• _What is required_: Each line from the one that contains "of the light" to the end of the material must be quoted exactly; include both end lines and nothing else.

• _Available data_:
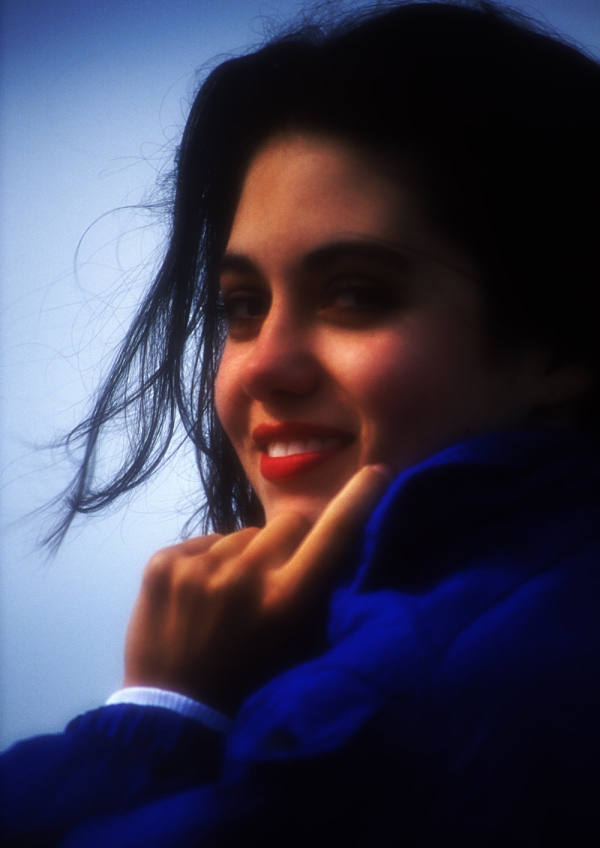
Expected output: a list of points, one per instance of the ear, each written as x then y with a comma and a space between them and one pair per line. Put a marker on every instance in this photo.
557, 383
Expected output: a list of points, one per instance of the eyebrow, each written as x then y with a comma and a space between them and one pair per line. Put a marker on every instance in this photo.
394, 256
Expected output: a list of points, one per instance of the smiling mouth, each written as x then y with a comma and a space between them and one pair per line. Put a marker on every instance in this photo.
292, 448
280, 449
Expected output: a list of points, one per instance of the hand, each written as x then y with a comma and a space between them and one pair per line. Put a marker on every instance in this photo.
218, 615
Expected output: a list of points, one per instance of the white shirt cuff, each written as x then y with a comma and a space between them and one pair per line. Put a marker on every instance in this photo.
148, 696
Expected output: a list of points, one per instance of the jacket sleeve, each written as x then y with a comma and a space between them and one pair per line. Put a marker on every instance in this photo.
107, 761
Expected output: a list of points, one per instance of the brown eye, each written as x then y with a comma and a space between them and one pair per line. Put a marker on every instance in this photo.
243, 306
355, 294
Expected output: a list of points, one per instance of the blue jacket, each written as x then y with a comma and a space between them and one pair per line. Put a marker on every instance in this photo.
456, 700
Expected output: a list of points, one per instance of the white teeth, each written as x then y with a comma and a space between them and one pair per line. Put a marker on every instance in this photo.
308, 446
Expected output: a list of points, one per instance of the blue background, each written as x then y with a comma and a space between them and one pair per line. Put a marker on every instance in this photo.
93, 98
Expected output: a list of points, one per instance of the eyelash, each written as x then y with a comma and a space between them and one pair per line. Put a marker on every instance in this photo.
371, 297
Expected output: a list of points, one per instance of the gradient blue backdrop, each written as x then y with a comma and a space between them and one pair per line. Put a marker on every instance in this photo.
93, 97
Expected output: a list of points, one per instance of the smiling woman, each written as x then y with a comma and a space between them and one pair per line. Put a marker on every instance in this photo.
346, 344
374, 319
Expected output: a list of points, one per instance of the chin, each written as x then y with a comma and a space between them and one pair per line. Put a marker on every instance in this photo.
310, 507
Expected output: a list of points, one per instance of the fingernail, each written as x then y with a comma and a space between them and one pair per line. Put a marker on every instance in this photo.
385, 471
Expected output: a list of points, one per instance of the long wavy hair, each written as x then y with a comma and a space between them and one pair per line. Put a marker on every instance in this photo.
500, 120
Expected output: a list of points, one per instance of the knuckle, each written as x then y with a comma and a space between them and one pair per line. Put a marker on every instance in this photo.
158, 569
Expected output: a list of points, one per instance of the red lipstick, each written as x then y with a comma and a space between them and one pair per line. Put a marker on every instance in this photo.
284, 467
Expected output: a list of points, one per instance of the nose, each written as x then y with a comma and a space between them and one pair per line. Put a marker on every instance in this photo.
281, 362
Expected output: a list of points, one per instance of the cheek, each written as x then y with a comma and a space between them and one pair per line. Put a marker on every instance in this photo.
414, 392
227, 402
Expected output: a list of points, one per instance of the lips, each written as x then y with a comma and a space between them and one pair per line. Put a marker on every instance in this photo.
293, 447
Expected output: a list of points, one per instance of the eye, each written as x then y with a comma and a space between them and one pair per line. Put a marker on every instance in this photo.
241, 308
358, 296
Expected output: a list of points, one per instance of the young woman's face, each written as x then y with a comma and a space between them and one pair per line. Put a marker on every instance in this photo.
355, 331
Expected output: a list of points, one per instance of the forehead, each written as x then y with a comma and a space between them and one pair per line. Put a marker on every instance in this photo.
303, 192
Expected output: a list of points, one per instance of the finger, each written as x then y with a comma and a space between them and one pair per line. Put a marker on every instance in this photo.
279, 540
320, 551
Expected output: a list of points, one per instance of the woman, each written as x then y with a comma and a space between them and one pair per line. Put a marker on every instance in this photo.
379, 279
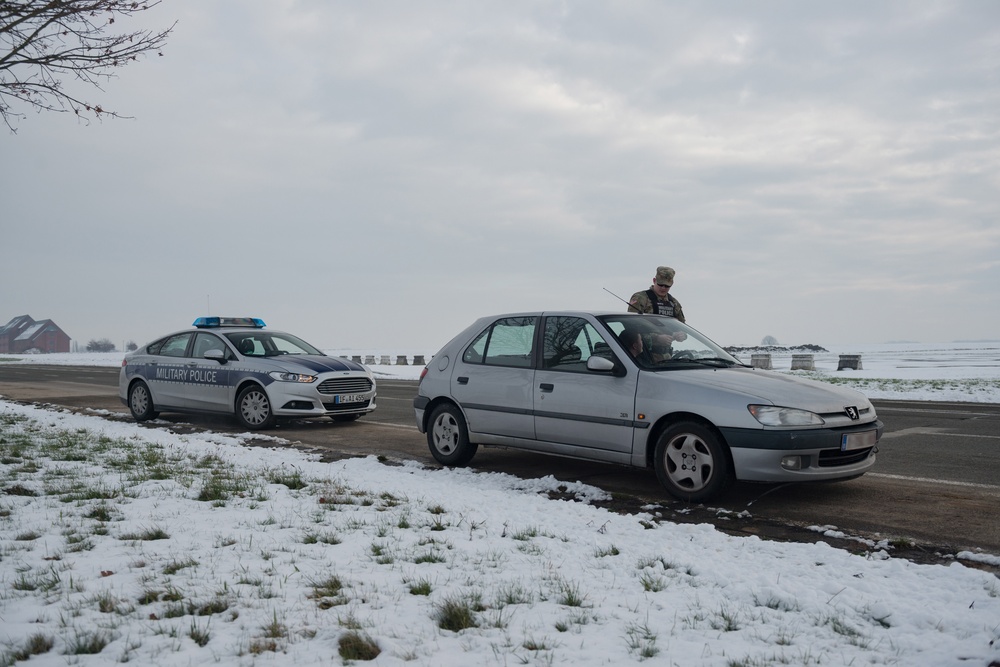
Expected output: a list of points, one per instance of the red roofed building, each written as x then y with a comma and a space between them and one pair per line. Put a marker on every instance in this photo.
23, 334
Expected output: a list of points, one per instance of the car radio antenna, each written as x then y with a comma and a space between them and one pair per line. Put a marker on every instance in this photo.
617, 297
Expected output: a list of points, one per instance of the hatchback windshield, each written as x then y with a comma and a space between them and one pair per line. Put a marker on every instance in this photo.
269, 344
663, 343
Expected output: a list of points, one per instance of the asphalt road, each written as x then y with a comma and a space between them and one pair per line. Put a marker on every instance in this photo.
934, 491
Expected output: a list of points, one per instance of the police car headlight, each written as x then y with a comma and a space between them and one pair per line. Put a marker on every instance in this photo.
292, 377
773, 415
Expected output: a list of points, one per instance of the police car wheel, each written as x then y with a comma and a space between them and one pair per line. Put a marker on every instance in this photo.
448, 437
691, 462
345, 418
140, 402
253, 409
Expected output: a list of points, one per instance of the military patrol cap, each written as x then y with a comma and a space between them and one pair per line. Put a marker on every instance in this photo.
664, 274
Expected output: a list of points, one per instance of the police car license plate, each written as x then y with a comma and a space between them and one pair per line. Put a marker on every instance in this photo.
861, 440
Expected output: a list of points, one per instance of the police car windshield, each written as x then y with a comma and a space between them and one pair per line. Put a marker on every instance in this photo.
269, 344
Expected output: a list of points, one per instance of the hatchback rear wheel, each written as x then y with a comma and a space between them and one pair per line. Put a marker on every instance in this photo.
691, 462
448, 437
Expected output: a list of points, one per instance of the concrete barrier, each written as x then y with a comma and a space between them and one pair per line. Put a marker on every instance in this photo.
803, 362
849, 361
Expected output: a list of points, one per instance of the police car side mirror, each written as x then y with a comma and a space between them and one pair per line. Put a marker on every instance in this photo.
217, 355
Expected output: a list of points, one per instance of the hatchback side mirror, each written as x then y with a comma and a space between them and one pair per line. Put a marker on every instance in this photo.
600, 364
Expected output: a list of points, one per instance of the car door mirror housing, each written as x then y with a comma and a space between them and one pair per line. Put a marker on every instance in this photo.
217, 355
600, 364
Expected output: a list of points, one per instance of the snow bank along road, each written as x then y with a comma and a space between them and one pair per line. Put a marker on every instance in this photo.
932, 493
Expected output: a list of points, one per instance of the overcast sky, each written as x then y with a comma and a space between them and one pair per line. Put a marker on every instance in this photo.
382, 173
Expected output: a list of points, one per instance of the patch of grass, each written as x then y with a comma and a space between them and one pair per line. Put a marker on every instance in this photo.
36, 644
421, 587
456, 613
88, 643
20, 490
513, 593
293, 480
328, 592
569, 594
641, 641
354, 645
321, 538
652, 583
149, 534
199, 635
173, 567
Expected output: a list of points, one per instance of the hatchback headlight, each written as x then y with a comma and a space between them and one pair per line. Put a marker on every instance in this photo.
292, 377
773, 415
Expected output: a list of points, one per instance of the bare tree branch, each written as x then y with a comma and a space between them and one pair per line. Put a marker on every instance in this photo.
44, 41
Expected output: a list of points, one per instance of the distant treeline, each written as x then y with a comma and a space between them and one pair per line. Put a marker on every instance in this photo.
734, 349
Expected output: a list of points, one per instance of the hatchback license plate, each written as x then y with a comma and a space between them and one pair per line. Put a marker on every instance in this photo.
349, 398
861, 440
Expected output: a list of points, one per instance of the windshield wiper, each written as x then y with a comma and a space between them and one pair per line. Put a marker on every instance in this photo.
712, 362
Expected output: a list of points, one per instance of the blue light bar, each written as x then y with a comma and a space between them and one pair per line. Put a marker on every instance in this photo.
214, 322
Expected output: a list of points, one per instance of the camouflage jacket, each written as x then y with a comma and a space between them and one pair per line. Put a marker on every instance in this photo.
641, 303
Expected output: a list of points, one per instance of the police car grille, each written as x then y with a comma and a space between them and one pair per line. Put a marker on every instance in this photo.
345, 407
831, 458
345, 386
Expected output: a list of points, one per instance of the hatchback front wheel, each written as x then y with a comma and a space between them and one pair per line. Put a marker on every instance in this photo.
691, 462
253, 409
448, 437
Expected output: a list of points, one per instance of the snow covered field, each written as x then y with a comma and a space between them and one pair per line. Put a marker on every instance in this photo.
122, 543
916, 371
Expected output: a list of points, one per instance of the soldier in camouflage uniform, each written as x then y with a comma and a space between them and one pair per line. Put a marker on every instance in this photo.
658, 301
657, 298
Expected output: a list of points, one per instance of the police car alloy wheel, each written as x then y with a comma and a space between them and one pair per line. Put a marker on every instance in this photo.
140, 402
253, 409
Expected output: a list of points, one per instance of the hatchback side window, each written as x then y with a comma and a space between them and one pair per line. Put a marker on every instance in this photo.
175, 346
507, 342
568, 342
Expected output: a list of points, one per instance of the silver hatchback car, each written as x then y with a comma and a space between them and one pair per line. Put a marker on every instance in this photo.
639, 390
232, 366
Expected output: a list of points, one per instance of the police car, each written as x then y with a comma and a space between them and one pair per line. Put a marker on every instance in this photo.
233, 366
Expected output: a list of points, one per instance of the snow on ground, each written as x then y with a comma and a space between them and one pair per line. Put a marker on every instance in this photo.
967, 371
124, 543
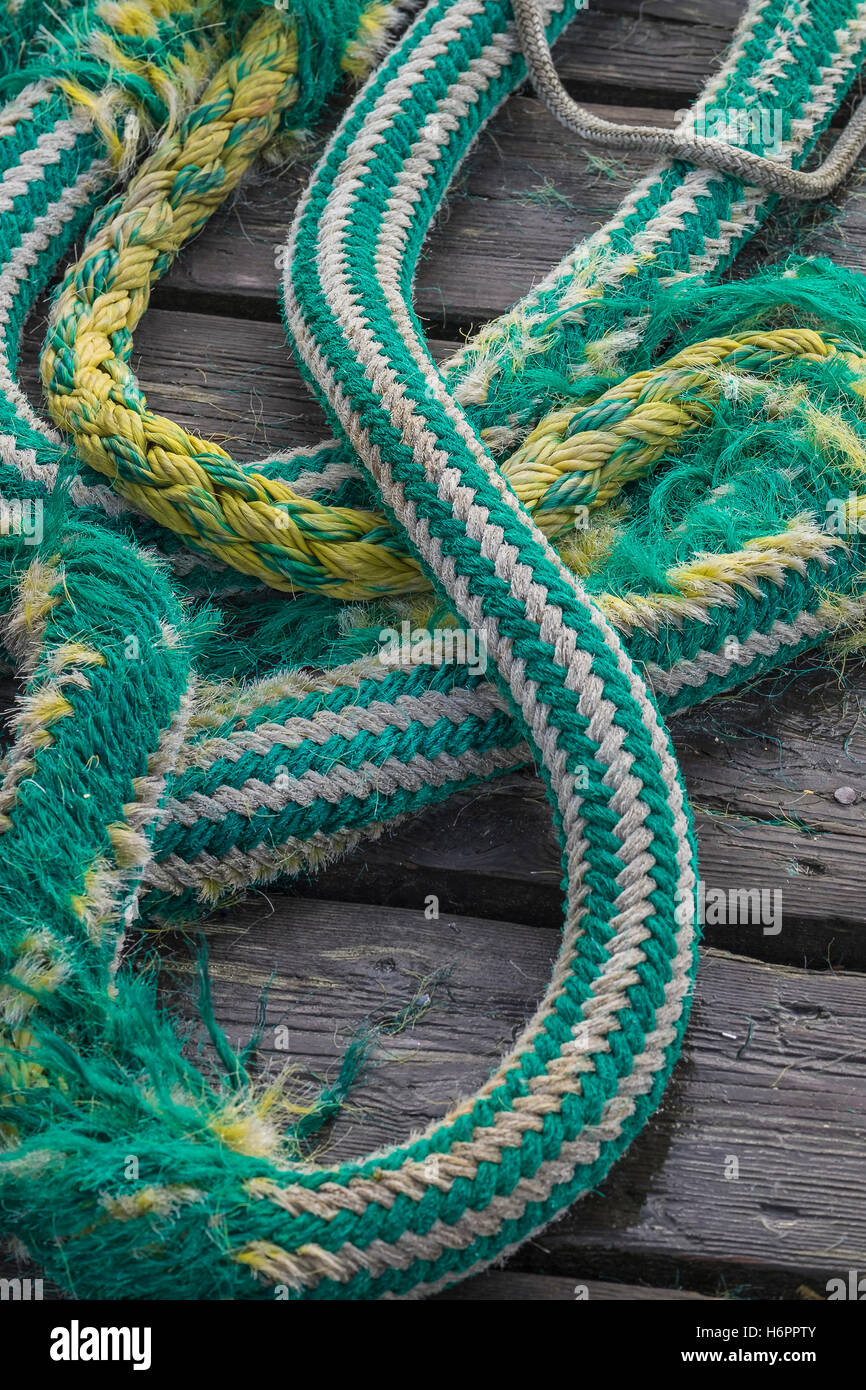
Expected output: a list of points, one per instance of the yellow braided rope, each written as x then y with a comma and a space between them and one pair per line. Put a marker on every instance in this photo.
644, 416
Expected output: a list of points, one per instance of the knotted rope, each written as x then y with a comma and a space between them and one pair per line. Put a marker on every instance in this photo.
220, 1193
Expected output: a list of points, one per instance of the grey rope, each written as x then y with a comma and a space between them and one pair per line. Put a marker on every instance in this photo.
755, 170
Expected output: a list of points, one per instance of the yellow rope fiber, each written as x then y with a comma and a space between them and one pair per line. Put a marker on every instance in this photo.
576, 458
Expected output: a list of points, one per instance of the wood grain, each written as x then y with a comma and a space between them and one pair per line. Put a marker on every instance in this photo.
773, 1076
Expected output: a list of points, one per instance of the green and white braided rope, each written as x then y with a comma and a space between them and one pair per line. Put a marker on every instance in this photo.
220, 1194
289, 812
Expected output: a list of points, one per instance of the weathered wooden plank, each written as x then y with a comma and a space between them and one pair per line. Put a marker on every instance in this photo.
762, 774
505, 1286
748, 1179
770, 1084
492, 851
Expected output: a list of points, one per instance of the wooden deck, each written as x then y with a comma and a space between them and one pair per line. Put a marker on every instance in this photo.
773, 1077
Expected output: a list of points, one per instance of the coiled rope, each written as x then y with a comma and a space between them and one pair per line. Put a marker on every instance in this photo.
218, 1193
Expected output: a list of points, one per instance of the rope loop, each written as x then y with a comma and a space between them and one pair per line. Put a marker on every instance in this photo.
121, 751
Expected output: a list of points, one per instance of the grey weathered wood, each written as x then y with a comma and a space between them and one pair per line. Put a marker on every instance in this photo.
506, 1286
526, 173
773, 1076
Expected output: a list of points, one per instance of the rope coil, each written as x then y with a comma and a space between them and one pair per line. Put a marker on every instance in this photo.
592, 1062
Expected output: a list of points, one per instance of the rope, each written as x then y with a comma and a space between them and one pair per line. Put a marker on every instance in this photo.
756, 170
223, 1207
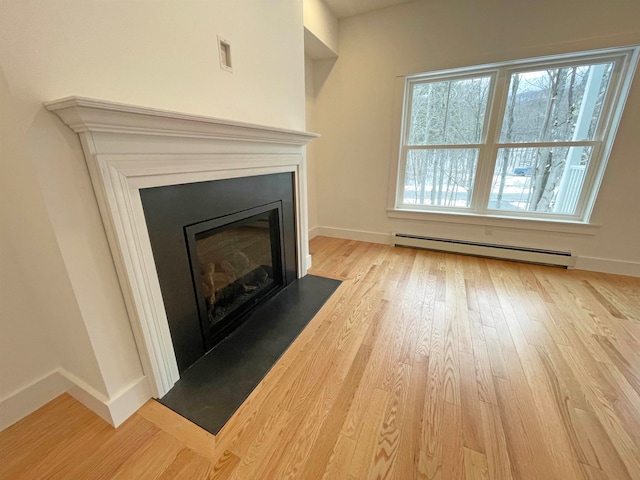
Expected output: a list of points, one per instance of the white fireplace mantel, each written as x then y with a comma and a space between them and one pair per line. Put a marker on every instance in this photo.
128, 148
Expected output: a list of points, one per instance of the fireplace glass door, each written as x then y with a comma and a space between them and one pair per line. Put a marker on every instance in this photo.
236, 262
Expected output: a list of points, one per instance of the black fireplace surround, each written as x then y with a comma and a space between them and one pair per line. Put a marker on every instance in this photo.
181, 219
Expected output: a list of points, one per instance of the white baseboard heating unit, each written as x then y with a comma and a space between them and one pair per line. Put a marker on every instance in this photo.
506, 252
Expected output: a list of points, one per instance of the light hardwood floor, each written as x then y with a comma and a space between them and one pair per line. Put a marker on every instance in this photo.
422, 365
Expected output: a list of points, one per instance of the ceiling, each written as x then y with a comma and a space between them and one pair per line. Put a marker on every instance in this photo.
347, 8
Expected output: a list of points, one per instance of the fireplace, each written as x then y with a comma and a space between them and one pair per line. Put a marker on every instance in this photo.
236, 263
221, 248
131, 150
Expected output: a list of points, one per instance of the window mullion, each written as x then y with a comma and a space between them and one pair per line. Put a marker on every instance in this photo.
489, 151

• _Right answer_:
Expected output: a list of points, one per instance of the light hardwood floor, each written as x then y with a comma and a space between them and one pair per line. Put a marker on every instance in this photo.
422, 365
Expected output: a list of points, one per instance of the ceiling, each written as x then y with a comma and a space between them and one pair per line. Put a marker on every instance in this photo.
347, 8
Expected output: a list of points, one per instance of the fireplace, each written as x then y with a comma and a space between them and one pair per line. Put a marker on every instance in this photo.
236, 263
221, 248
131, 150
Expected output: a list of points, one per instance of the window mullion, each written as x then y with a comma and a space between them and one pair per line. Put a marker on every instance in this photo.
489, 151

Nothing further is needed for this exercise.